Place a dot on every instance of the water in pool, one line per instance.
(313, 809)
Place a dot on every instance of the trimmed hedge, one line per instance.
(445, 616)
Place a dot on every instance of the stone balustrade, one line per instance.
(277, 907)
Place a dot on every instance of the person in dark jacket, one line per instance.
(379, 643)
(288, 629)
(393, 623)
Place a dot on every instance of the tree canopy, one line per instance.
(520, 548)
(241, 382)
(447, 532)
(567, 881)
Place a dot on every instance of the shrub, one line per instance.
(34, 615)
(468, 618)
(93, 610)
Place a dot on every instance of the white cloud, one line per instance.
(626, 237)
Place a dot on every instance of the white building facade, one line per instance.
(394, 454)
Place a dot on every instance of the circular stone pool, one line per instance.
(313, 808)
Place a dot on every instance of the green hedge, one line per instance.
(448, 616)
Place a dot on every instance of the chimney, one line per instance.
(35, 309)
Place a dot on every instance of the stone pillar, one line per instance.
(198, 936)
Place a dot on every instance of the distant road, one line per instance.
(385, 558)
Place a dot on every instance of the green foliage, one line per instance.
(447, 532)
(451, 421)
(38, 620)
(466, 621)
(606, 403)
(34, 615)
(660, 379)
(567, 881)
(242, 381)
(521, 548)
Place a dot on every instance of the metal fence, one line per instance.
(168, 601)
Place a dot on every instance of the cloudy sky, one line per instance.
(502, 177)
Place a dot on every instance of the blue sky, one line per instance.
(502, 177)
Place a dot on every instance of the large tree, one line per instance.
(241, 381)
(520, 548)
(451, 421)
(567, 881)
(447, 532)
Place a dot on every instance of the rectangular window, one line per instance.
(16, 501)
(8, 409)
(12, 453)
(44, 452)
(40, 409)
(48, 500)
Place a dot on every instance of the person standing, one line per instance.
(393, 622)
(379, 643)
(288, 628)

[Written instruction]:
Present every line of the rows above as a numbered list, omitting any blank lines.

[Correct output]:
1. Place a dot on every instance of the water in pool, one line per instance.
2. (313, 809)
3. Place a dot on every instance of the trimmed hedge, one line per instance.
4. (445, 616)
5. Place a dot on every instance of the stone balustrade, one line per instance.
6. (277, 907)
7. Place a dot on every instance of the person in dark jacket, one line per instance.
8. (379, 643)
9. (288, 629)
10. (393, 623)
11. Place a dot on every instance of the tree canopy, one line per instance.
12. (520, 548)
13. (241, 382)
14. (447, 532)
15. (567, 881)
16. Place a dot on every instance of the shrub, one line per instance.
17. (34, 615)
18. (468, 618)
19. (93, 610)
20. Place a dot on every instance of the white cloud, one line per instance.
21. (626, 237)
22. Place a dot on every instance of the white building facade, one line per instance.
23. (394, 454)
24. Place a dot on every instance of the circular stone pool, one line per instance.
25. (313, 808)
26. Place a dot on every instance of the green hedge, one line per instance.
27. (448, 616)
28. Place a dot on every instance of the chimney, one line per instance.
29. (35, 309)
30. Place a dot on every instance of the stone pillar, one line per instance.
31. (198, 936)
32. Place a dot on every instance of the distant road, one line per instance.
33. (385, 558)
34. Place a dot on every instance of the green foliage, one line per instance.
35. (447, 532)
36. (451, 421)
37. (38, 620)
38. (466, 621)
39. (606, 403)
40. (34, 615)
41. (660, 379)
42. (567, 881)
43. (242, 381)
44. (521, 548)
45. Place a dot on every instance of the metal fence, one line per instance.
46. (168, 601)
47. Place a dot on every instance of the cloudy sky, one line per instance.
48. (502, 177)
49. Place a dot on every instance of the blue sky, one line per instance.
50. (502, 177)
51. Place a dot on every instance of the large tree, one line per instance.
52. (241, 381)
53. (520, 548)
54. (451, 421)
55. (567, 881)
56. (447, 532)
57. Place a dot on every instance of the rectangular window, one line per instance.
58. (16, 501)
59. (8, 409)
60. (12, 453)
61. (44, 452)
62. (40, 409)
63. (48, 500)
64. Place a dot on every instance of the person standing, one line per instance.
65. (393, 622)
66. (379, 643)
67. (288, 628)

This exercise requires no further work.